+++ DATASET CONTENT +++

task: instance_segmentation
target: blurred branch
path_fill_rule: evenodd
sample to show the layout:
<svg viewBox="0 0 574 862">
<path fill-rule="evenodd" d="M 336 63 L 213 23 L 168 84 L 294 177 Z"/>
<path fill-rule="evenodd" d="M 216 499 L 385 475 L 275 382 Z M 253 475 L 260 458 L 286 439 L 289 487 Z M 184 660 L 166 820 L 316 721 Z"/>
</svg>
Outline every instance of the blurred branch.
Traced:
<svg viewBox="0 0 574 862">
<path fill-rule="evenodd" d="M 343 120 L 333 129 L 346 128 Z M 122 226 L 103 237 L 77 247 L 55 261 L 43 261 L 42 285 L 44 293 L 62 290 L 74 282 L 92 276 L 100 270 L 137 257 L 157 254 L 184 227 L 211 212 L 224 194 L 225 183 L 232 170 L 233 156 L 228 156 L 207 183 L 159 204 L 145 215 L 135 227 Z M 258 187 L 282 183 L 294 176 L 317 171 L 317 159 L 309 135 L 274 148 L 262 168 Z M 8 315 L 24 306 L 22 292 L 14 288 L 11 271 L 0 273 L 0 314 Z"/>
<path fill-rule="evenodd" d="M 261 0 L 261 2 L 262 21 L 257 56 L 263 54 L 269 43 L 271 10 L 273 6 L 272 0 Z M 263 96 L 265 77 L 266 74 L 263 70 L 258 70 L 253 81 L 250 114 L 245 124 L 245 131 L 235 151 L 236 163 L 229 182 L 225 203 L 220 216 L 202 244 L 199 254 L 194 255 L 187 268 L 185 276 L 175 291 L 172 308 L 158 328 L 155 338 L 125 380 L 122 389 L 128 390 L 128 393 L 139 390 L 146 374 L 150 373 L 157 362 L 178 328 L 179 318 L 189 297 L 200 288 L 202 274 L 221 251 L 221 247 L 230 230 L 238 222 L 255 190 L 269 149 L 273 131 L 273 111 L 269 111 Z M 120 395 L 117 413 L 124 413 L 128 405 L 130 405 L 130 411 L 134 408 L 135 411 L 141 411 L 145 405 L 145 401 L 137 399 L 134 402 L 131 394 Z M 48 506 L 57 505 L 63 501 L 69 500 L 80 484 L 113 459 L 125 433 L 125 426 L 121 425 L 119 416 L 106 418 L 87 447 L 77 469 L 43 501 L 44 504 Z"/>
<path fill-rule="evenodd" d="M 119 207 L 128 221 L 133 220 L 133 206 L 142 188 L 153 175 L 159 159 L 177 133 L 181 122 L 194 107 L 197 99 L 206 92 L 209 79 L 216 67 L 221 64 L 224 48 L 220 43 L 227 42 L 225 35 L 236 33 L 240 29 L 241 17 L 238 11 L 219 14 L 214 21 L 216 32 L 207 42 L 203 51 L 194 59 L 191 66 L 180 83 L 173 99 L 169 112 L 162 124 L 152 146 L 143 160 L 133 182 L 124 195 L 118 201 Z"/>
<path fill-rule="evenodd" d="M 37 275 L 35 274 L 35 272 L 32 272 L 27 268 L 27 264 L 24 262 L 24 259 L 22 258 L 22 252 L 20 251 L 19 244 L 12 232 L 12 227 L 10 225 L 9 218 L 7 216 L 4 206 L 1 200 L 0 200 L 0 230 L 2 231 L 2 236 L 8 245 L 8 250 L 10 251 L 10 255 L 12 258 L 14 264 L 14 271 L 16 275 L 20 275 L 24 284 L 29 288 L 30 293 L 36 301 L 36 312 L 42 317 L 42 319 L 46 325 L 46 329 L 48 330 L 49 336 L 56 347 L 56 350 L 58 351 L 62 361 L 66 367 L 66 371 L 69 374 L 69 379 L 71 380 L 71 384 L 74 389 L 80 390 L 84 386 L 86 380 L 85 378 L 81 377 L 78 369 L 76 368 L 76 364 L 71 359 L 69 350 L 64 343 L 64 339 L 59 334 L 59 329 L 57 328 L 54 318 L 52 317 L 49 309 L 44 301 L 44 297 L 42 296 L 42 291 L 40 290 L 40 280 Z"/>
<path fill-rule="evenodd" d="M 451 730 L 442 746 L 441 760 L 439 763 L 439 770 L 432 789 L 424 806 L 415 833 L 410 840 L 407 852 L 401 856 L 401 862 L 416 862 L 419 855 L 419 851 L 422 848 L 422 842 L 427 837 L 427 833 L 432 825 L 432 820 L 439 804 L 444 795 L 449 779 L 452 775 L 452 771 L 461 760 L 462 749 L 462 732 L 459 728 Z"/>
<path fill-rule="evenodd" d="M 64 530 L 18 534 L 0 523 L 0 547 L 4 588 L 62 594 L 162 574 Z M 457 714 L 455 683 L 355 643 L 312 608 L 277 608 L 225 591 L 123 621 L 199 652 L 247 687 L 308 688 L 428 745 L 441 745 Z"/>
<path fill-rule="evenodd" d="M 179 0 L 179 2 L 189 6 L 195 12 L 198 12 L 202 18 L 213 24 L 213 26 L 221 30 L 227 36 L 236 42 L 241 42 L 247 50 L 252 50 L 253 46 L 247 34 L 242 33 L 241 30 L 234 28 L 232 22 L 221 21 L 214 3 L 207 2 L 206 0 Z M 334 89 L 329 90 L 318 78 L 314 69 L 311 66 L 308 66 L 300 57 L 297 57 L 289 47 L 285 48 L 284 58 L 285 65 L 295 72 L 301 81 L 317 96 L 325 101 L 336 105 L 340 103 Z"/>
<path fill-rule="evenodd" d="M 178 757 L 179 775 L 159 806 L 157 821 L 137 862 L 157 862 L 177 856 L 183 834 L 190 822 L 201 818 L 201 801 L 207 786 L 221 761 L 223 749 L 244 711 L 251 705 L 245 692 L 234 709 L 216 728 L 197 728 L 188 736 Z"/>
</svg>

+++

# EXERCISE REQUIREMENTS
List every line of the material above that contains the word "blurred". Case counts.

# TASK ANSWER
target: blurred branch
Outline every instance of the blurred branch.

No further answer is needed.